Rows from a pointing dataset:
════════════════
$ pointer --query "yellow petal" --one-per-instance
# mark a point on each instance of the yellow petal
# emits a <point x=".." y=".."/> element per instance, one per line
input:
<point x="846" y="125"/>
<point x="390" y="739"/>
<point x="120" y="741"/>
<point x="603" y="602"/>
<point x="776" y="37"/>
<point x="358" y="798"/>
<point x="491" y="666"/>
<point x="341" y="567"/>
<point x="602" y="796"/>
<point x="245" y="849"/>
════════════════
- What is being asked
Repeat all the records. Match each line exactly.

- Exercise output
$ pointer --query "yellow petal" --one-per-instance
# mark a point on each instance of the yellow petal
# emits a <point x=".." y=".."/> element per instance, one per line
input:
<point x="846" y="125"/>
<point x="390" y="739"/>
<point x="120" y="741"/>
<point x="603" y="602"/>
<point x="776" y="37"/>
<point x="358" y="798"/>
<point x="491" y="666"/>
<point x="341" y="567"/>
<point x="602" y="796"/>
<point x="245" y="849"/>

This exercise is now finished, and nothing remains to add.